Entries for pointing and labeling
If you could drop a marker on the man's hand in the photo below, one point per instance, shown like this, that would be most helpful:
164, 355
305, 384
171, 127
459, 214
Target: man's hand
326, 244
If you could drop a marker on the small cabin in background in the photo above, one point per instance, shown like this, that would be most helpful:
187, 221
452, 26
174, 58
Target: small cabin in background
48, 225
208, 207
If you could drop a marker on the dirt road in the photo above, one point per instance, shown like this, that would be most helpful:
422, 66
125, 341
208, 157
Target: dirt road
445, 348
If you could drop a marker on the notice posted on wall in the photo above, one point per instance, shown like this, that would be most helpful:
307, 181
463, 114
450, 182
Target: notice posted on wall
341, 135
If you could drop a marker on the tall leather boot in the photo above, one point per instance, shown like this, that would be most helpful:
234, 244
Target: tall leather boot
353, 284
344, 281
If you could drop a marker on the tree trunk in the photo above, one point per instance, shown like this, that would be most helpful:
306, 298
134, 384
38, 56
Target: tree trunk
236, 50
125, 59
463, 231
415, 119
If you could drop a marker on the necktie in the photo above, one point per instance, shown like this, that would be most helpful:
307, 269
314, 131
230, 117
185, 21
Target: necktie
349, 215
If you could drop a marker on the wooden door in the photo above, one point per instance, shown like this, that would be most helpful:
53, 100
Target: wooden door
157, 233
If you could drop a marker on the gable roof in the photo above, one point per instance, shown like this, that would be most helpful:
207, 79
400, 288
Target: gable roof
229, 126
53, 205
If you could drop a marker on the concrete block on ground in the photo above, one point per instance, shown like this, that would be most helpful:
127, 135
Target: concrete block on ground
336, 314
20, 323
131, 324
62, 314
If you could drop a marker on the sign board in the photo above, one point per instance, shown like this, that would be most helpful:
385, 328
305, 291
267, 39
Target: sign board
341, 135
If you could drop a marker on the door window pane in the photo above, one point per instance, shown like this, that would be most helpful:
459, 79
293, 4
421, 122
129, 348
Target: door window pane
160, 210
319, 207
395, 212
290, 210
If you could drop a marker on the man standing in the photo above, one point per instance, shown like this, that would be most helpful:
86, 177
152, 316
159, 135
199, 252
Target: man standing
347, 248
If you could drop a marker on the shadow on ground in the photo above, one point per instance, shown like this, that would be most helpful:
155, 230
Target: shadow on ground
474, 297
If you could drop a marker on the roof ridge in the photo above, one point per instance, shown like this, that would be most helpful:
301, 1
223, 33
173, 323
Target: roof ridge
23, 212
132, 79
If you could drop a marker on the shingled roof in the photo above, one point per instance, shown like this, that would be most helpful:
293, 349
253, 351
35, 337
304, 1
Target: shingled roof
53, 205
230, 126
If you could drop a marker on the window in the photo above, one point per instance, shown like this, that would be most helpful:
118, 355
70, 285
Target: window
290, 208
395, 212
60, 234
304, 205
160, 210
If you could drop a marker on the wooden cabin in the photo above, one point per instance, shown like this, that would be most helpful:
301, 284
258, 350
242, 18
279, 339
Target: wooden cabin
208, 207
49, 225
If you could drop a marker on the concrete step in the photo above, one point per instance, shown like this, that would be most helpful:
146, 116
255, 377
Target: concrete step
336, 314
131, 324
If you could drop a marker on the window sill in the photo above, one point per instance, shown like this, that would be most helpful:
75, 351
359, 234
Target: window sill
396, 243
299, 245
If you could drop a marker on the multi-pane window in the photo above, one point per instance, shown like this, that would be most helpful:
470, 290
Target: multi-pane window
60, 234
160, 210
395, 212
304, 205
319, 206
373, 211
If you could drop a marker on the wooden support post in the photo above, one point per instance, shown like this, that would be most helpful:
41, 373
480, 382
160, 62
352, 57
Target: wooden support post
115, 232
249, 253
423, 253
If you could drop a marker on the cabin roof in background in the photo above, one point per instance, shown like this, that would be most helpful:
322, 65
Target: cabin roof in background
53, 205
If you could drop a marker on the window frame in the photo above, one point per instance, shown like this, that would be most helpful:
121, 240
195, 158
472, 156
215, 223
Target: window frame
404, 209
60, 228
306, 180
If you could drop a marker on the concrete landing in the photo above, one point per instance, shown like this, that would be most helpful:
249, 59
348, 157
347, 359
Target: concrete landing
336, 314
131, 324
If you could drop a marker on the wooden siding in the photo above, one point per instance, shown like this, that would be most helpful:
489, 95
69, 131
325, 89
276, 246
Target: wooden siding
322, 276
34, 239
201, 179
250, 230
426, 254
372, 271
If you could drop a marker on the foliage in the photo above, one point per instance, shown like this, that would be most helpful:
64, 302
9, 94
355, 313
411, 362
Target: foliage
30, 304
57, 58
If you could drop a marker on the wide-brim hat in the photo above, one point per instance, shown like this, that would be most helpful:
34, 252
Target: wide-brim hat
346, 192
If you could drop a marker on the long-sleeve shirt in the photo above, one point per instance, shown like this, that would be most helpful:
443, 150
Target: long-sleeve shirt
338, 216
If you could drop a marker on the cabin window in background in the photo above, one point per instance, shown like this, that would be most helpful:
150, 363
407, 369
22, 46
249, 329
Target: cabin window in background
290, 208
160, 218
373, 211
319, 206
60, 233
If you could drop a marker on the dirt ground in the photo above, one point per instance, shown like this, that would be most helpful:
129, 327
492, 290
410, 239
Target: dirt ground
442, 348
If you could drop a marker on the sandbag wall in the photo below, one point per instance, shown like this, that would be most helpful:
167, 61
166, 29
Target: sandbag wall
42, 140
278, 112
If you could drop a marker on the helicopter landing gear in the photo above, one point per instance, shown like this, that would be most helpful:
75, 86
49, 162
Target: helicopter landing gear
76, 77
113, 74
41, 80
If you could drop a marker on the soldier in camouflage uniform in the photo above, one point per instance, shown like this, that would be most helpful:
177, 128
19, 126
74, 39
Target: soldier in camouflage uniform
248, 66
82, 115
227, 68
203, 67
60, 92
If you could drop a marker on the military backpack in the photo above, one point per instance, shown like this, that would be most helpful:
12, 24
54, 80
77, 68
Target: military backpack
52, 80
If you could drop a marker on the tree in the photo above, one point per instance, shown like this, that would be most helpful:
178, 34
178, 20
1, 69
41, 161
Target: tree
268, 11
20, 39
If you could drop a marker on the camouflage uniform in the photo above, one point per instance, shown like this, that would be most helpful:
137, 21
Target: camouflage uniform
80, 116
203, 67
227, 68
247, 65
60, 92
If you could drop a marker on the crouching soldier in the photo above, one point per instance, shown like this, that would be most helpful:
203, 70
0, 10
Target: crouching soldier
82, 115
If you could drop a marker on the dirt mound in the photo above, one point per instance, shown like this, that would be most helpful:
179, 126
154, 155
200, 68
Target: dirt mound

EXERCISE:
Set down the data above again, unchanged, from its first line through its last.

COMPLETED TASK:
If you could drop a marker on the man's hand in the photo below, one point per instance, shown like this, that would be most helpful:
164, 355
305, 384
171, 127
459, 214
Target: man's hand
326, 244
If you could drop a marker on the small cabin in background in the photo above, one point per instance, shown like this, that would be most helpful:
187, 221
452, 26
174, 58
Target: small cabin in background
48, 225
208, 207
If you could drop a marker on the dirt road in the photo above, one point per instance, shown like this, that would be most helpful:
422, 66
125, 341
208, 157
Target: dirt road
445, 348
If you could drop a marker on the notice posted on wall in the photo above, one point per instance, shown like this, that would be most helpful:
307, 181
463, 114
450, 182
Target: notice posted on wall
341, 135
If you could drop a marker on the tall leather boot in the photo above, one point per instance, shown like this, that would be most helpful:
234, 244
Target: tall leather boot
353, 284
344, 281
If you could drop a marker on the tree trunk in the photo above, one point per instance, shown like this, that would be most helpful:
306, 298
134, 384
38, 56
Target: tree trunk
236, 50
125, 59
463, 231
415, 119
If you could drop a marker on the necktie in the photo above, one point per instance, shown like this, that would be most helpful:
307, 269
314, 131
230, 117
185, 21
Target: necktie
349, 215
If you could drop a marker on the wooden door in the photo above, one point per instance, shown like this, that would be most helpful:
53, 100
Target: wooden door
157, 233
If you could drop a marker on the gable roof in the photo above, one point per instance, shown like this, that would be most helpful:
207, 79
400, 288
Target: gable roof
229, 126
53, 205
If you could drop a marker on the concrete block on ground in the photo above, one point per instance, shown like this, that would be most helpful:
127, 135
Target: concrete block on ground
336, 314
20, 323
131, 324
62, 314
If you could drop a marker on the sign board in the photo above, one point per instance, shown like this, that would be most helpful:
385, 328
305, 291
267, 39
Target: sign board
341, 135
If you could drop a marker on the door window pane in the photo above, one point per instance, shown like this, that would be most helpful:
459, 79
293, 4
421, 122
129, 348
Target: door window pane
160, 210
319, 207
395, 212
290, 210
If you could drop a marker on the man standing in the photo above, one point per instance, shown like this, that would be most helpful:
86, 177
152, 316
159, 135
199, 252
Target: man standing
347, 248
If you could drop a marker on the shadow on ground in the photo above, one point per instance, shown like this, that would be most helpful:
155, 230
Target: shadow on ground
474, 297
If you could drop a marker on the roof ridge in the photo above, one point per instance, shown like this, that would be most helpful:
301, 1
223, 33
173, 323
Target: roof ridge
23, 212
132, 79
If you could drop a marker on the shingled roof in the photo above, one point per instance, shown like this, that would be most helpful:
293, 349
253, 351
35, 337
304, 1
Target: shingled roof
53, 205
230, 126
If you could drop a marker on the window in the photo above, one point per instance, shown like this, that would be most helpful:
118, 355
70, 285
Target: window
290, 208
395, 212
60, 234
304, 205
160, 210
If you could drop a marker on the wooden cabin in the photo above, one point per instance, shown like this, that would be most helpful:
301, 284
258, 350
242, 18
279, 339
Target: wooden cabin
208, 207
49, 225
If you could drop a marker on the concrete step in the photo above, one point per instance, shown like this, that would be most helpful:
146, 116
255, 377
Target: concrete step
336, 314
131, 324
If you could drop a marker on the window sill in the photo above, one point per instance, shown like this, that would be most helpful:
75, 351
359, 234
Target: window sill
396, 243
299, 245
If you could drop a marker on the multi-pane window in the photo above, one point per instance, shown like this, that would be most helpful:
470, 290
Target: multi-pane window
60, 234
160, 210
395, 212
304, 205
319, 206
373, 211
If you could drop a marker on the wooden support post in the photo above, one point per instance, shown like this, that would be most helpful:
41, 373
480, 382
160, 62
352, 57
Target: wooden support post
115, 232
249, 253
423, 253
If you could drop a marker on the cabin roof in background in the photo above, one point per instance, shown like this, that would be most helpful:
322, 65
Target: cabin roof in background
53, 205
If you could drop a marker on the window frame in the photo above, one point per instance, shown like this, that would be most helpful:
121, 240
195, 158
472, 156
215, 223
Target: window frame
404, 209
60, 228
306, 180
If you could drop a marker on the concrete landing in the photo above, one point per instance, shown like this, that would be most helpful:
249, 59
348, 157
347, 359
Target: concrete landing
336, 314
131, 324
If you could drop a marker on the wooden siding in the photo above, one point per instance, shown like this, that would be most helpful:
489, 95
69, 131
325, 89
276, 246
Target: wooden siding
322, 276
34, 239
201, 179
250, 230
426, 254
372, 271
If you could drop a marker on the foliage in the photo above, one point per instance, shown like this, that would be most helpful:
64, 302
9, 94
355, 313
411, 362
Target: foliage
30, 304
57, 58
If you could drop a marker on the wide-brim hat in the photo above, one point per instance, shown like this, that would be most helpful:
34, 252
Target: wide-brim hat
346, 192
If you could drop a marker on the long-sleeve shirt in the photo above, one point per instance, shown like this, that would be most helpful:
443, 150
Target: long-sleeve shirt
338, 216
If you could drop a marker on the cabin window in background in the photo above, one point per instance, shown like this, that would be most helpful:
150, 363
407, 369
22, 46
249, 329
Target: cabin window in background
290, 208
160, 218
373, 211
319, 206
60, 233
If you could drop a marker on the dirt ground in the photo above, one point per instance, shown like this, that would be most helpful:
129, 327
492, 290
410, 239
Target: dirt ground
442, 348
If you could drop a marker on the sandbag wall in the photo below, one point per instance, shown like this, that would be most helpful:
167, 61
166, 29
Target: sandbag wall
42, 140
278, 112
If you could drop a marker on the helicopter landing gear in the photo above, one point per instance, shown like this, that would be most helpful:
75, 86
49, 162
Target: helicopter landing gear
76, 77
113, 74
41, 80
If you could drop a marker on the soldier in camouflage uniform in the photo above, one point per instance, shown like this, that would be most helpful:
177, 128
19, 126
74, 39
Target: soldier in camouflage uniform
248, 66
82, 115
227, 68
203, 67
60, 92
If you could drop a marker on the military backpack in the photo above, one point per instance, shown like this, that would be most helpful:
12, 24
54, 80
77, 68
Target: military backpack
52, 80
If you could drop a marker on the tree in the photo above, one point per instance, shown like this, that would be most helpful:
178, 34
178, 20
1, 69
41, 161
Target: tree
268, 11
20, 39
If you could drop a marker on the camouflage uniform in the photo above, one point per instance, shown like this, that would be most helpful:
137, 21
Target: camouflage uniform
80, 116
203, 67
227, 68
247, 65
60, 92
If you could drop a marker on the crouching soldier in the photo above, one point per instance, shown like this, that would be most helpful:
203, 70
0, 10
Target: crouching soldier
82, 115
If you could drop a marker on the dirt mound in the photo above, one point per instance, shown like this, that would be most helpful:
179, 126
154, 155
200, 68
Target: dirt mound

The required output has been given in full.